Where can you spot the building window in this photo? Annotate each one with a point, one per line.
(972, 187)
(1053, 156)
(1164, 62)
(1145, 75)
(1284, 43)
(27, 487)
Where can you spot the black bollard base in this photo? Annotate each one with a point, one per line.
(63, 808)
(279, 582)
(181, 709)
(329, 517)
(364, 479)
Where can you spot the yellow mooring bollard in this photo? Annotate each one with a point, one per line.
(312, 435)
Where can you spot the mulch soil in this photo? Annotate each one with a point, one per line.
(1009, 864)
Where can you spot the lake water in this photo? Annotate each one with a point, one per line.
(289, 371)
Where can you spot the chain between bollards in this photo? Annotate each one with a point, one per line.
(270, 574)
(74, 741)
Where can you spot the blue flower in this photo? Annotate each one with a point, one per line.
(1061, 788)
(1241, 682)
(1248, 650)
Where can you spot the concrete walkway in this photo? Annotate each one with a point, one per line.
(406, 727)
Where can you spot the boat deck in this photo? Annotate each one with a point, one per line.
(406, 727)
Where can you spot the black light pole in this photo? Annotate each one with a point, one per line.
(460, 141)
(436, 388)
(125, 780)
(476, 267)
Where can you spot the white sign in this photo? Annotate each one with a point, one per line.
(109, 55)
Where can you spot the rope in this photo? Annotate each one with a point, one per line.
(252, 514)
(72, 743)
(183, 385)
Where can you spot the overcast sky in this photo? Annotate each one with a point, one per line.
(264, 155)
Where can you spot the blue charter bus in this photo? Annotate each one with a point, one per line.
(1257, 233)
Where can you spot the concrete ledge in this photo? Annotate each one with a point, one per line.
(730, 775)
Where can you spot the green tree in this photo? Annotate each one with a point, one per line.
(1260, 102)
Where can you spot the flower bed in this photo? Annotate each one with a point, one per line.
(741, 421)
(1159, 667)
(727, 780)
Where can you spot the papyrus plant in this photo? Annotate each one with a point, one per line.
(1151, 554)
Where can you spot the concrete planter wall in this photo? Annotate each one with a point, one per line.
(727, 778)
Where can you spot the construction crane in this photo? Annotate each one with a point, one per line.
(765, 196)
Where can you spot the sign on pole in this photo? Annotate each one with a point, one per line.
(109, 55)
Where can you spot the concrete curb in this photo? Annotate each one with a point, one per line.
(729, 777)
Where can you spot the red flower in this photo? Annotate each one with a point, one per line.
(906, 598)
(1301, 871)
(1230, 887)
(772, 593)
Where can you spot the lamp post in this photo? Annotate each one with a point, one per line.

• [DIRECTIONS] Format the rows above as a Markdown table with two columns, Line and Entry: put each row's number under Line and its text under Entry, and skip any blank lines.

• [TASK RESPONSE]
| Line | Entry |
|---|---|
| 1 | Where can you spot the building window in this photo? Annotate each one with a point, one per line. |
| 2 | (972, 187) |
| 3 | (1053, 156) |
| 4 | (1164, 62) |
| 5 | (1145, 75) |
| 6 | (1284, 43) |
| 7 | (27, 487) |
| 8 | Where can you spot the black bollard base in this photo? Annotate each one with a point, one per line. |
| 9 | (63, 808) |
| 10 | (279, 582) |
| 11 | (181, 709) |
| 12 | (329, 517) |
| 13 | (364, 479) |
| 14 | Where can you spot the yellow mooring bollard in this photo? Annotate each one with a point, one per line. |
| 15 | (312, 435) |
| 16 | Where can you spot the mulch soil in this photo? Annotate each one with a point, one per line. |
| 17 | (1009, 864) |
| 18 | Where can you spot the lake water in this photo? Annotate each one with a point, one per line. |
| 19 | (289, 371) |
| 20 | Where can you spot the chain between bollards in this photo? Annotate each one with a point, one per line. |
| 21 | (270, 574) |
| 22 | (74, 741) |
| 23 | Where can you spot the blue flower in this photo? Annotate each one with a point, one per line. |
| 24 | (1061, 788) |
| 25 | (1241, 682) |
| 26 | (1248, 650) |
| 27 | Where can you spot the concrete walkway in this photo? Annotate each one with a point, one per line. |
| 28 | (406, 727) |
| 29 | Where can you spot the boat deck in this photo? Annotate each one with a point, one per line. |
| 30 | (406, 727) |
| 31 | Where can you spot the black light pole in this photo? Annotate each one with a point, one per line. |
| 32 | (460, 141) |
| 33 | (436, 388) |
| 34 | (125, 780) |
| 35 | (476, 267) |
| 36 | Where can you spot the white sign in this photo? Annotate each one with a point, one per line. |
| 37 | (109, 55) |
| 38 | Where can you spot the rope in this photo? Annotate each one with a point, one per line. |
| 39 | (252, 514) |
| 40 | (72, 743) |
| 41 | (183, 385) |
| 42 | Where can you spot the overcast sky in this photo? Annotate each one with a point, one per line. |
| 43 | (264, 155) |
| 44 | Where can you spot the blue charter bus in this photo? Annotate each one with a point, one per line. |
| 45 | (1257, 233) |
| 46 | Where can you spot the concrete ledge in this photo? Annotate each one with a point, one per line. |
| 47 | (730, 775) |
| 48 | Where can you spot the green tree in this photo? Annotate each one with a point, one per line. |
| 49 | (1260, 102) |
| 50 | Where can you spot the flower bed in this photo? Annotate each one with a point, one per line. |
| 51 | (741, 421) |
| 52 | (1159, 667) |
| 53 | (727, 780) |
| 54 | Where can you spot the papyrus plant in this photo? Annotate each one with a point, one per line. |
| 55 | (1151, 554) |
| 56 | Where can you spot the concrete planter wall in this photo? Annotate each one with a point, one per line. |
| 57 | (727, 778) |
| 58 | Where can you spot the construction crane in this photo? Annotate each one with a point, one per line. |
| 59 | (765, 196) |
| 60 | Where can you spot the sign on pole in this photo? Annotate each one with a point, one per line. |
| 61 | (109, 55) |
| 62 | Where can you spot the concrete curb in this photo? Annotate each one with a point, one per line. |
| 63 | (729, 777) |
| 64 | Where can you spot the red flower in this photo? Annotate each one with a point, one per line. |
| 65 | (906, 598) |
| 66 | (1301, 871) |
| 67 | (1230, 887) |
| 68 | (772, 593) |
| 69 | Where can you spot the lamp post in this photo? Annotate each one with a point, one per line. |